# Monsieur et Madame Jean Dupont - façon d'écrire les noms des destinataires sur une enveloppe



## licinio

Comment est-il conseillable d'adresser une lettre à un couple marié? 
M. M.me Prénom-du-mari Nom-de-Famille?
J'ai un doute, parce que je suis en origine ami de la femme, mais je ne voudrais pas adresser la lettre seulement à elle, maintenant qu'elle est mariée.
Merci.


----------



## Chimel

Je dirais:
M. et Mme Grevisse

Ou, si le nom de jeune fille de ton amie est Littré:
M. et Mme Grevisse-Littré


----------



## Viobi

Non, Mme et M., toujours les dames d'abord!
S'ils ont le même nom, le mieux, c'est pas de prénom: Mme et M. Furetière.
Personnellement, je ne supporte pas d'être effacée au point qu'on m'attribue le prénom de mon mari.
Si tu tiens aux prénoms, "Jeanne et Louis Genette"
Si deux noms distincts, tu sépares: Mme Furetière-Genette et M. Genette, ou, ça sefait de plus en plus si ce n'est pas administratif: famille Furetière-Genette.

────────

● **Questions sur le matériel**:
1) Reproduisez mot pour mot le passage du fil sur l'adresse d'une enveloppe destinée à un couple, de "Si tu tiens" à "administratif: famille Furetière-Genette.".
2) Traduisez en anglais la phrase suivante, tirée du fil sur l'adresse d'une enveloppe destinée à un couple : « Personnellement, je ne supporte pas d'être effacée au point qu'on m'attribue le prénom de mon mari. »

────────

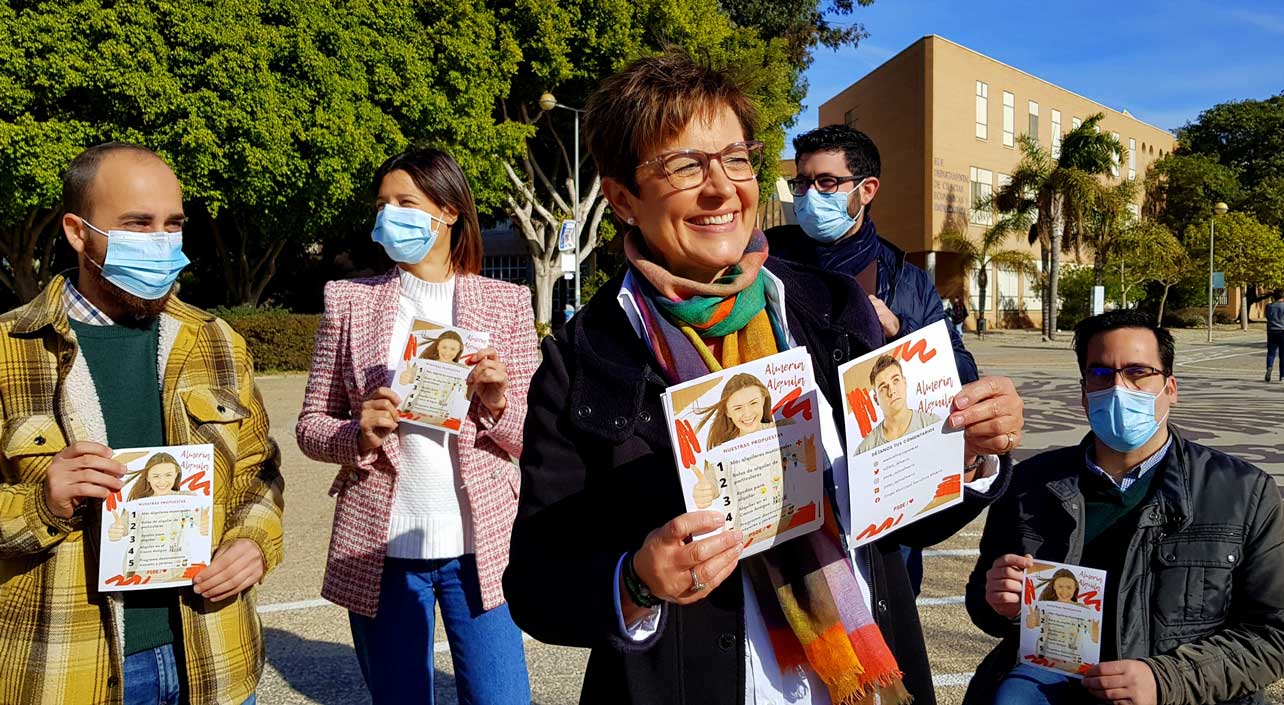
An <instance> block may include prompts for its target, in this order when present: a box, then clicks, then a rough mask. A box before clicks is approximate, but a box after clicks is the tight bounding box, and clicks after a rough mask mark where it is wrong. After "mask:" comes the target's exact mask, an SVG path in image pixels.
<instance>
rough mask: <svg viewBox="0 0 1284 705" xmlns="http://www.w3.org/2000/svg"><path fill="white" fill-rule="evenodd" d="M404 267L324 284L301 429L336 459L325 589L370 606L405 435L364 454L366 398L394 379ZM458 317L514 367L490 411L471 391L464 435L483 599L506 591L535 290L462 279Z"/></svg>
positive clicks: (460, 470)
mask: <svg viewBox="0 0 1284 705" xmlns="http://www.w3.org/2000/svg"><path fill="white" fill-rule="evenodd" d="M399 288H401V284H399V279H398V276H397V270H395V268H394V270H392V271H390V272H388V274H384V275H380V276H374V277H370V279H352V280H344V281H331V283H329V284H326V286H325V316H324V317H322V320H321V326H320V327H318V329H317V338H316V351H315V352H313V353H312V370H311V372H309V374H308V387H307V393H306V396H304V398H303V411H302V412H300V413H299V422H298V426H295V429H294V434H295V437H297V439H298V443H299V448H300V449H302V451H303V453H304V455H307V456H308V457H311V458H313V460H320V461H322V462H334V464H338V465H340V469H339V474H338V476H336V478H335V482H334V485H333V487H331V488H330V494H331V496H334V497H336V505H335V510H334V532H333V534H331V537H330V555H329V559H327V561H326V571H325V582H324V584H322V587H321V596H322V597H325V598H326V600H330V601H331V602H335V604H336V605H340V606H343V607H347V609H349V610H352V611H354V613H358V614H363V615H366V616H375V611H376V610H377V607H379V588H380V579H381V577H383V568H384V555H385V552H386V547H388V525H389V512H390V511H392V503H393V493H394V492H395V488H397V467H398V464H399V458H401V456H399V443H398V438H397V435H395V434H393V435H390V437H389V438H388V440H385V442H384V444H383V447H380V448H379V449H376V451H371V452H369V453H362V452H361V451H360V449H358V444H357V438H358V435H360V433H361V431H360V428H358V420H360V417H361V403H362V402H363V401H365V399H366V398H367V397H369V396H370V393H371V392H374V390H375V389H377V388H380V387H388V384H389V381H390V379H389V371H388V348H389V345H390V343H392V340H390V338H392V329H393V322H394V320H395V317H397V293H398V289H399ZM455 325H457V326H460V327H465V329H470V330H485V331H489V333H490V343H492V347H494V348H496V349H497V351H498V353H499V360H501V361H502V362H503V363H505V365H507V367H508V378H510V388H508V407H507V410H506V411H505V413H503V416H502V417H501V419H499V421H498V422H493V424H492V422H489V421H488V417H484V415H485V411H484V408H483V407H482V406H480V402H476V401H474V405H473V410H471V411H470V412H469V417H467V419H466V420H465V421H464V426H462V428H461V429H460V434H458V437H457V443H458V458H460V474H461V476H462V479H464V487H465V492H466V494H467V498H469V505H470V507H471V514H473V535H474V546H475V550H476V564H478V573H479V577H480V582H482V605H483V609H487V610H489V609H492V607H496V606H498V605H502V604H503V602H505V598H503V587H502V584H501V579H502V577H503V569H505V568H506V566H507V565H508V538H510V535H511V534H512V520H514V518H515V516H516V514H517V491H519V487H520V484H521V475H520V473H519V471H517V467H516V465H515V464H514V462H512V460H511V458H514V457H519V456H521V429H523V425H524V424H525V419H526V390H528V388H529V385H530V375H532V374H533V372H534V371H535V367H537V366H538V356H539V352H538V344H537V340H535V324H534V315H533V311H532V307H530V292H529V290H528V289H526V288H525V286H516V285H514V284H506V283H502V281H496V280H493V279H485V277H482V276H476V275H462V276H456V279H455Z"/></svg>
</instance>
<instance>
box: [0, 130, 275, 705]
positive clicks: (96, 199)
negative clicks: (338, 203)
mask: <svg viewBox="0 0 1284 705" xmlns="http://www.w3.org/2000/svg"><path fill="white" fill-rule="evenodd" d="M62 204H63V208H65V212H64V213H63V217H62V234H63V236H64V238H67V241H68V243H69V244H71V247H72V249H73V250H76V256H77V262H78V266H77V268H74V270H71V271H67V272H63V274H59V275H58V276H55V277H54V279H53V281H50V283H49V285H48V286H45V290H44V292H42V293H41V294H40V295H37V297H36V298H35V299H32V300H31V302H30V303H27V304H26V306H23V307H21V308H18V309H15V311H10V312H8V313H5V315H4V316H3V317H0V343H3V344H0V399H3V401H4V405H3V412H0V426H3V428H4V429H5V437H4V448H3V451H0V702H4V704H5V705H37V704H39V705H46V704H58V705H99V704H103V702H114V704H122V702H123V704H125V705H166V704H173V702H178V701H180V697H181V699H182V701H184V702H194V704H212V702H218V704H236V705H240V704H253V702H254V699H256V695H254V692H256V691H257V688H258V681H259V677H261V675H262V669H263V632H262V628H261V624H259V618H258V614H257V609H256V605H254V589H253V588H254V586H256V584H258V582H259V580H261V579H262V578H263V575H266V574H267V573H268V571H271V570H272V569H273V568H276V566H277V565H279V564H280V562H281V557H282V550H281V538H282V528H281V512H282V510H284V501H282V498H281V493H282V491H284V483H282V480H281V473H280V451H279V449H277V447H276V443H273V442H272V439H271V437H270V435H268V430H270V428H271V425H270V422H268V419H267V411H266V410H265V408H263V399H262V397H261V396H259V393H258V388H257V387H256V384H254V367H253V363H252V362H250V354H249V351H248V349H247V345H245V340H244V339H243V338H241V336H240V335H238V334H236V333H234V331H232V329H231V327H230V326H229V325H227V324H226V322H223V321H221V320H220V318H217V317H214V316H212V315H209V313H207V312H204V311H200V309H198V308H194V307H191V306H187V304H186V303H184V302H181V300H178V298H177V297H176V295H175V281H176V280H177V277H178V272H181V271H182V270H184V267H186V265H187V258H186V256H184V253H182V225H184V222H185V220H186V217H185V214H184V209H182V189H181V186H180V184H178V178H177V176H175V173H173V171H172V170H171V168H169V166H168V164H166V163H164V161H163V159H160V157H158V155H157V154H155V153H153V152H152V150H149V149H146V148H143V146H137V145H132V144H121V143H109V144H101V145H98V146H91V148H89V149H86V150H85V152H82V153H81V154H80V155H77V157H76V158H74V159H72V162H71V164H68V167H67V172H65V173H64V176H63V194H62ZM203 443H209V444H213V447H214V496H213V507H214V518H213V527H208V525H205V527H207V528H205V529H204V532H205V533H207V534H208V535H207V537H203V539H204V541H211V539H212V542H213V543H212V546H213V550H214V552H213V559H212V560H211V561H209V565H208V566H205V568H204V569H203V570H200V571H199V573H196V574H195V577H194V582H193V587H190V588H186V587H182V588H160V589H145V591H131V592H100V591H98V589H96V586H98V574H96V570H98V560H99V557H98V552H99V551H98V542H99V541H101V538H104V537H103V535H101V533H103V532H101V523H100V520H101V518H103V516H101V512H103V511H105V510H104V507H103V502H101V500H104V498H107V497H108V496H109V494H110V493H114V492H118V491H119V489H121V488H122V487H123V482H122V478H123V475H125V466H123V465H121V464H119V462H117V461H116V460H113V452H112V448H131V447H144V446H189V444H203ZM157 457H158V458H160V460H164V458H167V457H168V456H157ZM169 461H171V462H169V465H168V467H166V466H164V465H163V464H162V462H159V461H158V462H157V466H155V467H154V469H155V470H157V474H155V475H154V476H153V478H144V479H141V480H140V482H139V484H143V485H145V487H144V489H145V491H148V492H155V493H157V494H164V493H169V492H173V491H175V489H176V487H175V484H176V478H177V461H173V458H169ZM149 480H150V482H149ZM153 483H154V484H153ZM200 519H202V521H203V523H204V521H208V519H209V518H208V516H203V518H200ZM114 524H116V523H114V521H113V525H114ZM126 530H127V527H126V525H121V527H119V528H116V529H108V534H109V535H107V537H105V538H107V539H108V541H110V539H112V538H113V534H116V535H118V537H119V539H123V538H125V533H126Z"/></svg>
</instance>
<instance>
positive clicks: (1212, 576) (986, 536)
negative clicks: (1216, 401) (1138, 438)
mask: <svg viewBox="0 0 1284 705" xmlns="http://www.w3.org/2000/svg"><path fill="white" fill-rule="evenodd" d="M1170 430H1171V431H1172V437H1174V439H1172V447H1171V448H1168V455H1167V456H1165V458H1163V460H1162V461H1159V464H1158V465H1156V466H1154V467H1153V469H1152V470H1150V473H1161V475H1158V476H1156V479H1154V482H1156V483H1158V485H1157V487H1152V492H1153V497H1152V498H1150V500H1149V501H1148V502H1145V503H1143V505H1141V507H1140V515H1139V523H1138V530H1136V533H1135V534H1134V535H1132V542H1131V544H1130V546H1129V551H1127V556H1129V557H1127V561H1126V564H1125V566H1124V570H1122V574H1121V575H1118V577H1117V579H1115V580H1113V584H1115V586H1117V591H1116V592H1115V593H1113V595H1108V596H1107V600H1113V601H1115V605H1116V610H1115V614H1116V622H1117V625H1116V628H1117V631H1116V643H1117V645H1118V657H1120V659H1140V660H1143V661H1145V663H1147V664H1148V665H1149V666H1150V669H1152V670H1153V672H1154V679H1156V684H1157V686H1158V702H1159V705H1215V704H1228V705H1230V704H1235V705H1240V704H1244V705H1247V704H1263V702H1266V700H1265V696H1263V692H1262V691H1263V690H1265V688H1266V686H1267V684H1270V683H1272V682H1274V681H1276V679H1279V678H1280V677H1284V512H1281V510H1280V493H1279V489H1278V488H1276V487H1275V480H1272V479H1271V476H1270V475H1267V474H1266V473H1263V471H1262V470H1258V469H1257V467H1254V466H1252V465H1249V464H1247V462H1244V461H1242V460H1238V458H1234V457H1230V456H1228V455H1225V453H1220V452H1217V451H1215V449H1212V448H1207V447H1204V446H1201V444H1198V443H1192V442H1189V440H1183V439H1181V437H1180V435H1177V433H1176V430H1174V429H1171V426H1170ZM1091 442H1093V437H1091V434H1089V435H1088V438H1086V439H1085V440H1084V443H1082V444H1080V446H1075V447H1071V448H1063V449H1058V451H1050V452H1046V453H1040V455H1037V456H1035V457H1032V458H1030V460H1027V461H1025V462H1022V464H1021V465H1018V466H1017V469H1016V470H1014V473H1013V480H1012V485H1011V488H1009V489H1008V493H1007V494H1005V496H1004V497H1003V498H1002V500H1000V501H999V502H996V503H995V505H994V507H993V509H991V510H990V516H989V518H987V519H986V523H985V534H984V537H982V538H981V557H980V559H978V560H977V564H976V569H975V570H973V571H972V575H971V578H969V579H968V586H967V609H968V614H969V615H971V616H972V622H973V623H976V625H977V627H980V628H981V629H982V631H985V632H986V633H989V634H991V636H995V637H1000V638H1002V640H1003V641H1002V642H1000V643H999V646H996V647H995V648H994V651H991V652H990V655H989V656H986V659H985V661H984V663H982V664H981V668H978V669H977V673H976V677H973V679H972V683H971V686H969V687H968V692H967V696H966V699H964V704H966V705H989V702H990V699H991V697H993V696H994V688H995V687H996V686H998V683H999V681H1000V679H1003V677H1004V675H1005V674H1007V673H1008V670H1011V669H1012V665H1013V664H1014V663H1016V660H1017V641H1018V638H1019V637H1018V625H1017V623H1016V622H1014V620H1008V619H1005V618H1003V616H1000V615H999V614H998V613H995V611H994V609H993V607H990V605H989V604H987V602H986V601H985V573H986V571H987V570H989V569H990V568H991V566H993V565H994V560H995V559H996V557H999V556H1002V555H1004V553H1014V555H1018V556H1021V555H1025V553H1031V555H1032V556H1034V557H1035V559H1036V560H1048V561H1055V562H1068V564H1079V560H1080V556H1081V555H1082V551H1084V533H1082V527H1084V496H1082V493H1081V492H1080V489H1079V475H1080V473H1081V471H1082V469H1084V452H1085V449H1086V448H1088V444H1089V443H1091Z"/></svg>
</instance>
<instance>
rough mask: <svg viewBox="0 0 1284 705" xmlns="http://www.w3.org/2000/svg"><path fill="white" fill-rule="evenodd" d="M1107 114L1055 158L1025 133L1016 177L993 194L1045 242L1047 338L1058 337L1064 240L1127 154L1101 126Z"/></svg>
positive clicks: (1068, 238)
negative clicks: (1100, 122) (1018, 217)
mask: <svg viewBox="0 0 1284 705" xmlns="http://www.w3.org/2000/svg"><path fill="white" fill-rule="evenodd" d="M1104 117H1106V116H1104V114H1102V113H1097V114H1094V116H1090V117H1089V118H1088V119H1085V121H1084V122H1082V125H1080V126H1079V127H1076V128H1073V130H1071V131H1070V132H1067V134H1066V136H1064V137H1063V139H1062V143H1061V155H1059V157H1058V158H1055V159H1054V158H1053V157H1052V154H1050V153H1049V152H1048V150H1046V149H1044V148H1043V146H1040V145H1039V143H1037V140H1034V139H1031V137H1030V136H1028V135H1021V136H1019V137H1018V139H1017V141H1018V144H1019V146H1021V162H1019V163H1018V164H1017V168H1016V171H1013V173H1012V181H1011V182H1009V184H1008V185H1007V186H1003V187H1000V189H999V190H998V191H996V193H995V196H994V204H995V208H996V209H998V211H999V212H1002V213H1004V214H1014V216H1021V217H1025V218H1027V220H1028V221H1030V222H1032V223H1034V231H1032V236H1031V243H1034V241H1037V243H1039V244H1040V247H1041V249H1043V253H1044V262H1045V263H1046V267H1045V270H1046V272H1048V286H1046V288H1045V289H1044V297H1043V298H1044V302H1043V318H1044V320H1043V327H1044V338H1046V339H1048V340H1055V338H1057V312H1058V311H1057V309H1058V306H1059V297H1058V292H1057V280H1058V276H1059V274H1061V254H1062V249H1063V243H1064V244H1067V245H1068V244H1070V241H1071V239H1072V236H1071V234H1073V232H1077V231H1081V229H1082V226H1084V221H1085V220H1086V216H1088V212H1089V207H1090V204H1091V199H1093V194H1094V193H1095V190H1097V189H1098V181H1099V180H1100V178H1102V177H1103V176H1104V175H1107V173H1109V171H1111V167H1112V166H1115V164H1118V163H1120V162H1122V161H1124V159H1125V158H1126V157H1127V154H1126V150H1125V149H1124V148H1122V146H1121V145H1120V141H1118V139H1116V137H1113V136H1111V135H1109V134H1106V132H1102V131H1100V130H1099V123H1100V121H1102V119H1104ZM1057 223H1061V227H1057Z"/></svg>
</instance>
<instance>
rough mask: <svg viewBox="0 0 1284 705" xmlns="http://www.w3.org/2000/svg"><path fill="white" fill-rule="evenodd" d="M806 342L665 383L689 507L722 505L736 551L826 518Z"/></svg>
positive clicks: (745, 552) (822, 475)
mask: <svg viewBox="0 0 1284 705" xmlns="http://www.w3.org/2000/svg"><path fill="white" fill-rule="evenodd" d="M817 394H818V392H817V387H815V378H814V376H813V374H811V358H810V356H808V353H806V349H805V348H794V349H791V351H787V352H783V353H778V354H773V356H770V357H764V358H761V360H755V361H752V362H749V363H745V365H738V366H736V367H731V369H727V370H723V371H720V372H714V374H711V375H706V376H702V378H700V379H696V380H691V381H687V383H683V384H678V385H674V387H670V388H669V389H668V392H666V393H665V396H664V410H665V416H666V417H668V422H669V434H670V437H672V439H673V448H674V455H675V456H677V461H678V475H679V478H681V480H682V492H683V498H684V500H686V502H687V510H688V511H698V510H719V511H722V512H723V514H724V519H725V521H724V529H725V530H736V529H740V530H741V532H743V533H745V550H743V552H742V553H741V557H745V556H751V555H754V553H759V552H761V551H765V550H768V548H770V547H772V546H776V544H778V543H783V542H786V541H788V539H791V538H795V537H800V535H803V534H806V533H809V532H813V530H815V529H818V528H819V527H820V524H822V523H823V521H824V512H823V506H824V505H823V503H822V502H823V501H824V469H826V458H824V448H823V447H822V446H820V419H819V411H820V408H819V405H818V401H817Z"/></svg>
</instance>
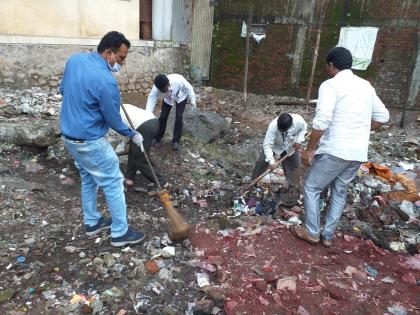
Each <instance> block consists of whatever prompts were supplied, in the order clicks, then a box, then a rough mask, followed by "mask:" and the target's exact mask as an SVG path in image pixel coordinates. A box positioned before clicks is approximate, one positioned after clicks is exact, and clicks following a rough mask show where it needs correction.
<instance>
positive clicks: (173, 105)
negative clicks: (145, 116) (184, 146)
mask: <svg viewBox="0 0 420 315" xmlns="http://www.w3.org/2000/svg"><path fill="white" fill-rule="evenodd" d="M159 97H162V98H163V102H162V109H161V111H160V116H159V124H160V128H159V131H158V133H157V134H156V137H155V141H154V142H155V143H159V142H160V140H162V138H163V135H164V134H165V131H166V123H167V121H168V117H169V113H170V112H171V109H172V107H174V106H175V108H176V115H175V125H174V133H173V138H172V149H174V150H178V149H179V148H180V142H181V135H182V117H183V114H184V110H185V105H186V104H187V99H189V100H190V103H191V105H192V107H193V109H196V108H197V105H196V101H195V93H194V89H193V87H192V85H191V84H190V83H189V82H188V81H187V80H185V78H184V77H183V76H182V75H180V74H176V73H174V74H168V75H167V76H166V75H164V74H159V75H157V76H156V78H155V80H154V86H153V88H152V90H151V91H150V94H149V96H148V98H147V105H146V110H148V111H149V112H153V110H154V108H155V105H156V102H157V100H158V98H159Z"/></svg>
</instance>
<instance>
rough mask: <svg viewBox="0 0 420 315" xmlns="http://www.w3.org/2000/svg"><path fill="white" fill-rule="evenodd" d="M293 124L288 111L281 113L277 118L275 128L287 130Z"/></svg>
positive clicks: (281, 130)
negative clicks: (275, 127) (279, 115)
mask: <svg viewBox="0 0 420 315" xmlns="http://www.w3.org/2000/svg"><path fill="white" fill-rule="evenodd" d="M292 124H293V118H292V115H290V114H288V113H282V114H281V115H280V116H279V118H277V128H279V131H280V132H285V131H287V130H288V129H289V128H290V127H291V126H292Z"/></svg>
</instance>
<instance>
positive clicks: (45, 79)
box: [0, 42, 190, 93]
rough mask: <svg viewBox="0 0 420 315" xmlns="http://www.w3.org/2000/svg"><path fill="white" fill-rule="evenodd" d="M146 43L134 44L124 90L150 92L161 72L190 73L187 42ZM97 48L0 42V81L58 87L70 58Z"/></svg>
mask: <svg viewBox="0 0 420 315" xmlns="http://www.w3.org/2000/svg"><path fill="white" fill-rule="evenodd" d="M147 43H149V44H148V45H144V46H132V47H131V49H130V53H129V55H128V57H127V65H126V66H125V67H123V69H122V70H121V72H120V73H119V74H118V75H117V80H118V81H119V83H120V88H121V91H122V92H137V93H148V92H149V91H150V89H151V87H152V85H153V78H154V76H155V75H157V74H159V73H180V74H183V75H184V76H186V77H188V74H189V64H190V58H189V50H188V47H187V46H183V45H177V44H175V43H160V42H147ZM150 43H151V44H150ZM95 50H96V47H95V46H81V45H39V44H0V85H2V86H10V87H13V88H19V89H21V88H26V87H32V86H40V87H42V88H43V89H45V90H47V91H51V90H58V86H59V84H60V82H61V77H62V74H63V70H64V67H65V63H66V60H67V58H68V57H69V56H71V55H72V54H74V53H77V52H80V51H95Z"/></svg>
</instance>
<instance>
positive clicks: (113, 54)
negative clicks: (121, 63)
mask: <svg viewBox="0 0 420 315" xmlns="http://www.w3.org/2000/svg"><path fill="white" fill-rule="evenodd" d="M112 57H113V58H114V66H111V65H110V64H109V62H108V67H109V70H110V71H111V72H118V71H120V70H121V68H122V65H120V64H119V63H118V62H117V61H116V60H115V55H114V53H112Z"/></svg>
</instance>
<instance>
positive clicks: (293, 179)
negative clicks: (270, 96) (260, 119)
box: [252, 113, 307, 188]
mask: <svg viewBox="0 0 420 315" xmlns="http://www.w3.org/2000/svg"><path fill="white" fill-rule="evenodd" d="M306 128H307V124H306V122H305V120H304V119H303V118H302V116H300V115H297V114H288V113H282V114H281V115H280V116H279V117H276V118H274V119H273V120H272V121H271V123H270V125H269V126H268V129H267V132H266V134H265V138H264V143H263V151H262V152H261V155H260V158H259V159H258V161H257V162H256V163H255V167H254V171H253V172H252V179H255V178H257V177H258V176H260V175H261V174H262V173H264V172H265V171H266V170H267V168H269V167H270V168H273V167H274V166H275V163H276V161H275V158H274V157H275V155H277V156H278V157H280V158H282V157H283V156H285V155H286V154H287V151H289V150H290V149H291V148H292V147H293V148H295V149H296V152H295V153H294V154H292V155H291V156H289V157H288V158H287V159H285V160H284V162H283V163H282V166H283V170H284V174H285V176H286V178H287V180H288V182H289V184H290V185H291V186H293V187H295V188H297V186H298V170H299V168H300V155H299V152H298V149H300V147H301V144H302V142H303V141H304V140H305V133H306Z"/></svg>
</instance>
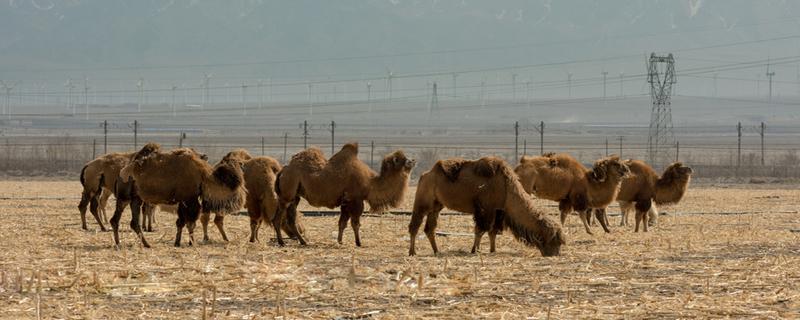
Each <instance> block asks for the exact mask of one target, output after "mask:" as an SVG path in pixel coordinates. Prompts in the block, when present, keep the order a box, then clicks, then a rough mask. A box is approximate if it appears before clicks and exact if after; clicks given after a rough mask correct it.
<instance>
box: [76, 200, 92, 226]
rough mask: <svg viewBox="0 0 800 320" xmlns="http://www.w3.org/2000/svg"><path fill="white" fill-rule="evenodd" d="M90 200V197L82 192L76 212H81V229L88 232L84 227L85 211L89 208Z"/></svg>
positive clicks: (85, 220) (84, 223) (84, 222)
mask: <svg viewBox="0 0 800 320" xmlns="http://www.w3.org/2000/svg"><path fill="white" fill-rule="evenodd" d="M90 198H91V196H90V195H89V194H88V193H86V192H83V193H82V194H81V202H80V203H78V210H79V211H80V212H81V229H83V230H89V228H88V227H87V226H86V209H87V208H88V207H89V201H90V200H89V199H90Z"/></svg>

────────

● **Solutions ci-dessous**:
1)
Si tu tiens aux prénoms, "Jeanne et Louis Genette"
Si deux noms distincts, tu sépares: Mme Furetière-Genette et M. Genette, ou, ça sefait de plus en plus si ce n'est pas administratif: famille Furetière-Genette.

2) Personally, I can't stand being erased to the point of being given my husband's first name.